▸ **Exercise directions**:
Pull out each line of the material below that contains the string "mount", matching case exactly.

▸ **Entries provided**:

☆ ☆ ☆ ☆ ☆

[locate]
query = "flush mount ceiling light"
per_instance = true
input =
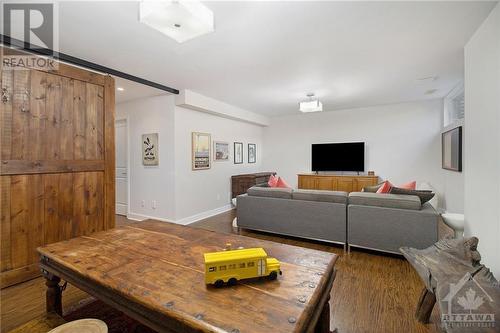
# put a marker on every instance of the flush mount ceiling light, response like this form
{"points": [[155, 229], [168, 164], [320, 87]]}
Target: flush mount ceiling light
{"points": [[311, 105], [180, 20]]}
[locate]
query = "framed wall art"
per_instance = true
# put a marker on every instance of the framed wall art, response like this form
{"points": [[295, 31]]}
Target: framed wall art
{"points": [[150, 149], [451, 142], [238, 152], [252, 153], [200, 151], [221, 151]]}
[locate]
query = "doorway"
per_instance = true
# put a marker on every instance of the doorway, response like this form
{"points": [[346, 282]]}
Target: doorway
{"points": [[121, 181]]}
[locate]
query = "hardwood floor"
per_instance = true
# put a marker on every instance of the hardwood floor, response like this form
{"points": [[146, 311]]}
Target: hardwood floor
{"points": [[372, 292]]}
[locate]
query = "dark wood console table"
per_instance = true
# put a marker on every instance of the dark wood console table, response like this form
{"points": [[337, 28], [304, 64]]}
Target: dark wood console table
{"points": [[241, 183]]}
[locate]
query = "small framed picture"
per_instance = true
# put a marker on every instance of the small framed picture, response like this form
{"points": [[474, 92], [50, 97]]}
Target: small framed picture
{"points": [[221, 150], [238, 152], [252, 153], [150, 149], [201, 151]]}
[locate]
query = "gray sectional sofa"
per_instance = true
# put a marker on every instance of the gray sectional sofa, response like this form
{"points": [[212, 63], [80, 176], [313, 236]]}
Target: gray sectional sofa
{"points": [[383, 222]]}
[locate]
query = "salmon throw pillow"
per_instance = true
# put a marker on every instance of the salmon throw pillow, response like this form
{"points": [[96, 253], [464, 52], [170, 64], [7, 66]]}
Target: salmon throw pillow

☆ ☆ ☆ ☆ ☆

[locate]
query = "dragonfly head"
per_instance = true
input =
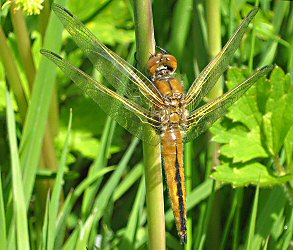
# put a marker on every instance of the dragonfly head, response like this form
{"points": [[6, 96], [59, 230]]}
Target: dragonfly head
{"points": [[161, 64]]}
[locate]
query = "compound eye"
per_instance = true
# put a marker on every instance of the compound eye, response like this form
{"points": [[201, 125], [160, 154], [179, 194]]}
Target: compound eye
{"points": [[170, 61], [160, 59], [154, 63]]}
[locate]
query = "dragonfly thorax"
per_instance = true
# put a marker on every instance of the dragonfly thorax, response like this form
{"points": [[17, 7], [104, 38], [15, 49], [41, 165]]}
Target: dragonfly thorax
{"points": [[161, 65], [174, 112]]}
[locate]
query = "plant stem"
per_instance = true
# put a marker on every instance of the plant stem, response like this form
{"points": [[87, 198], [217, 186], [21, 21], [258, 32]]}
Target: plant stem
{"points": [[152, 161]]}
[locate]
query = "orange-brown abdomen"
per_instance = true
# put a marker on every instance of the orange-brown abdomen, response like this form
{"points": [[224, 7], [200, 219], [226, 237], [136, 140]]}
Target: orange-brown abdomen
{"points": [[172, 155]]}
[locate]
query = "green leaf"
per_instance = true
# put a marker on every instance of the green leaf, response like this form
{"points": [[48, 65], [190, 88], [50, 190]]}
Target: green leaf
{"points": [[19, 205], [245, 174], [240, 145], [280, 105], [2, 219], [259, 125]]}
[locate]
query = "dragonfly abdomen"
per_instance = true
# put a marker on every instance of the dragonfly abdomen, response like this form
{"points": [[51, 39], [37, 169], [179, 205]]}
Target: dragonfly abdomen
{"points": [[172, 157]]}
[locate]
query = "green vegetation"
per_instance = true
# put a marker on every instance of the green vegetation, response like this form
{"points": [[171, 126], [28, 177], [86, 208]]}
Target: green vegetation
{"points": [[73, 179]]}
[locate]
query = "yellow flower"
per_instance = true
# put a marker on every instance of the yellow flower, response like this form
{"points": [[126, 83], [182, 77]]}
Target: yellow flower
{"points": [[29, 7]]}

☆ ☆ ☆ ☆ ☆

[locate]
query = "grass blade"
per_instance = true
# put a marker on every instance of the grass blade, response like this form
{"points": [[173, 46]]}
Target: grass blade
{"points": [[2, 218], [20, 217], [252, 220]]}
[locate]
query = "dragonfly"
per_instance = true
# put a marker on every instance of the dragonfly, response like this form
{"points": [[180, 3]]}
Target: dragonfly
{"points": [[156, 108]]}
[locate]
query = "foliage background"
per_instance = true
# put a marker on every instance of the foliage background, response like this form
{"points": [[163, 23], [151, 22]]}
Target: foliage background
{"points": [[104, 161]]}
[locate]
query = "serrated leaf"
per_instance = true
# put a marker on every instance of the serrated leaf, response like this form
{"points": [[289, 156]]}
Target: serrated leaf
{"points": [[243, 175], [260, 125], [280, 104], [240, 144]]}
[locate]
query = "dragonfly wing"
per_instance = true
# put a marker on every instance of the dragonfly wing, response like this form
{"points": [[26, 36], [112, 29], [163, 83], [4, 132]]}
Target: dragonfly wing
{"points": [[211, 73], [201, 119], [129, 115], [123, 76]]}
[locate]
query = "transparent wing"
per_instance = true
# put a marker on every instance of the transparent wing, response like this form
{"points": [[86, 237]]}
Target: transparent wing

☆ ☆ ☆ ☆ ☆

▸ **Final result**:
query = "flush mount ceiling light"
# put a marker on every instance of the flush mount ceiling light, response like this form
Target: flush mount ceiling light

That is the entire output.